### TASK STATEMENT
Please tally the lines of the listing that follows where the word "Target" appears, and reply with the number only.

### DATA UNDER STUDY
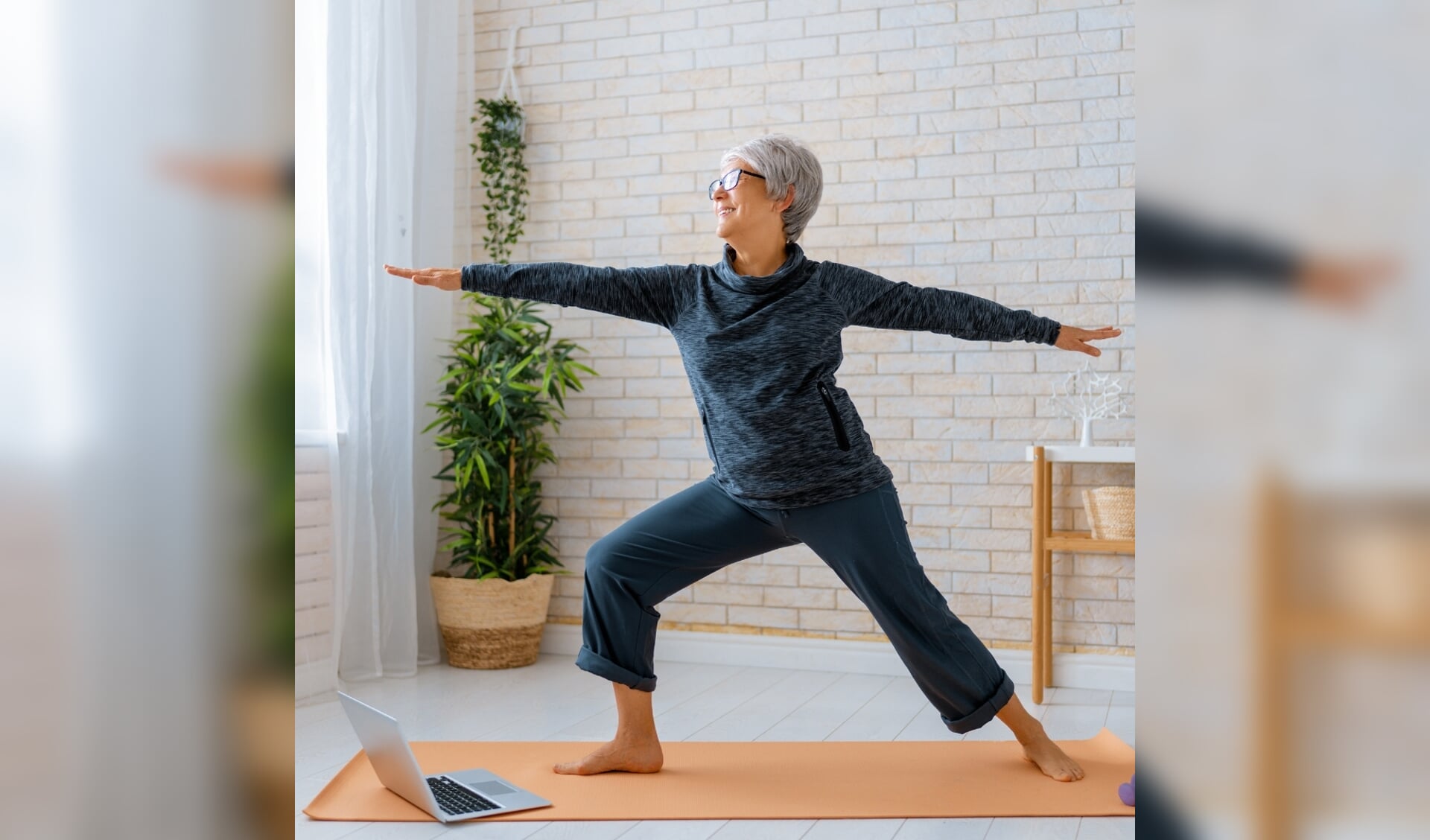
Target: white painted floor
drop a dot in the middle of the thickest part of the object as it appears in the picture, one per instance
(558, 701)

==

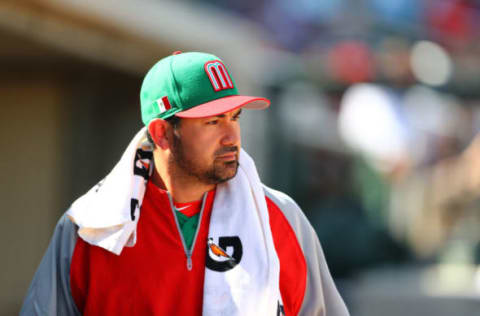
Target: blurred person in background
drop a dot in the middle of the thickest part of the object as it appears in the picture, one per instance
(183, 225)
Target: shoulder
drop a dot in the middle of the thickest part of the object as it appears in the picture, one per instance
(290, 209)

* * *

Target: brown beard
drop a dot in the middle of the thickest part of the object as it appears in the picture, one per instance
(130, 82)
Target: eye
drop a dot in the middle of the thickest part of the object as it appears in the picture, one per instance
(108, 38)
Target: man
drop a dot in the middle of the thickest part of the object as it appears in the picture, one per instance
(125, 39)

### RESPONSE BOX
6